Region annotation items:
* begin *

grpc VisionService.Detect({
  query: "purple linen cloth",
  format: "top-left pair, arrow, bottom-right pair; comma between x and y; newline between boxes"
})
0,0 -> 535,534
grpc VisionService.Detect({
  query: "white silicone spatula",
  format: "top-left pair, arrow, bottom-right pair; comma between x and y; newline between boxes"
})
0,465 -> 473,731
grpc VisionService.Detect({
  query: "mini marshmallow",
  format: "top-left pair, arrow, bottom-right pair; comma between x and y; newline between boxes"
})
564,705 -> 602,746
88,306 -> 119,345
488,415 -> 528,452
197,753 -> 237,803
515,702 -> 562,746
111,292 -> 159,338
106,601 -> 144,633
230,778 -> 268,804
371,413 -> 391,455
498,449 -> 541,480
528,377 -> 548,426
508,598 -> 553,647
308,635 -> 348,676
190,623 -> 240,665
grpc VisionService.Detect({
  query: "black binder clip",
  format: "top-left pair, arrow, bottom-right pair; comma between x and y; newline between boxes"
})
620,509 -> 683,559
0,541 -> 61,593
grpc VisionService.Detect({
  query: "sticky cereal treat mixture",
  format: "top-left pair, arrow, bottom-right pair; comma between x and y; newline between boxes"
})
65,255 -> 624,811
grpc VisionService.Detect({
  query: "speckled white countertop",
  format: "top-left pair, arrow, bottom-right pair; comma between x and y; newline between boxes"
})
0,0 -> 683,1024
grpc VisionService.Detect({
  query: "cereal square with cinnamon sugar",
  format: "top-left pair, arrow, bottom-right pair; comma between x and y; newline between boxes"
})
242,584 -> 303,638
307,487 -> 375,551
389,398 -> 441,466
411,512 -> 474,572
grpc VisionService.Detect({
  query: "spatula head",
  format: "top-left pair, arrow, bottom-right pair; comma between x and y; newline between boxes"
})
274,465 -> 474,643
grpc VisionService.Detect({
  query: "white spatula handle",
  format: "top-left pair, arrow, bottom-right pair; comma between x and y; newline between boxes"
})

* end *

• Given problem
Reproduce every one of the items above, substituting "prompt" for each occurrence of "query" and keeping everything else the same.

• Response to the task
grpc VisionService.Detect({
  prompt: "purple linen cloth",
  format: "top-left pair, arrow, bottom-right pair; comma between x and y; newline between boxes"
})
0,0 -> 535,534
grpc VisionService.Detect({
  prompt: "white silicone spatula",
  format: "top-left pair, arrow, bottom-right pair; comma between x and y; newline between boxes"
})
0,465 -> 473,731
grpc VisionService.Detect({
  prompt: "mini marshmallow",
  format: "top-left pair, arrow, bottom-right pair; comma between x and y; newline between boxes"
})
564,705 -> 602,746
88,306 -> 119,345
488,415 -> 528,452
197,753 -> 237,803
515,702 -> 562,746
111,292 -> 159,338
106,601 -> 144,633
230,778 -> 268,804
371,413 -> 391,455
498,449 -> 541,480
528,377 -> 548,426
508,598 -> 553,647
308,635 -> 348,676
190,623 -> 240,665
grpc VisionService.Detect({
  prompt: "black binder clip",
  format: "top-left pair, arrow, bottom-right pair; comma between x and y; newline between boxes"
})
620,509 -> 683,559
0,541 -> 61,593
grpc VisionService.Detect({
  prompt: "sticky cereal treat mixture",
  format: "top-left pair, arrow, bottom-right pair; comma between x and y; newline between boxes"
})
65,255 -> 624,811
grpc VisionService.Detect({
  prompt: "speckled white countertop",
  format: "top-left pair, arrow, bottom-right pair; comma between x and y; newline between boxes"
})
0,0 -> 683,1024
grpc VisionService.Detect({
  prompt: "cereal square with cinnamon sugar",
  format: "top-left pair, arrow, bottom-right pair; comma between x and y; newline between boxes"
})
242,584 -> 303,638
307,487 -> 375,551
389,398 -> 441,466
411,512 -> 474,572
grpc VisionService.Detect({
  prompt: "spatula head",
  format: "top-left pair, arrow, bottom-right pair; comma between x and y; newline between boxes"
})
274,465 -> 474,643
grpc VisionService.Detect({
  prompt: "white spatula handle",
  format: "top-left pair, arrow, bottom-right pair; comma between x and y; newline between boxes"
})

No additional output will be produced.